__YOUR OBJECTIVE__
Scan the records below, and wherever a line has the word "ruined", pull it out.
===
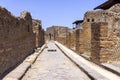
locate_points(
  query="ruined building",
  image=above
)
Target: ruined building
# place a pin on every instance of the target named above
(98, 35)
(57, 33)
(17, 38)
===
__REPLY__
  query="ruined building",
Target: ruined building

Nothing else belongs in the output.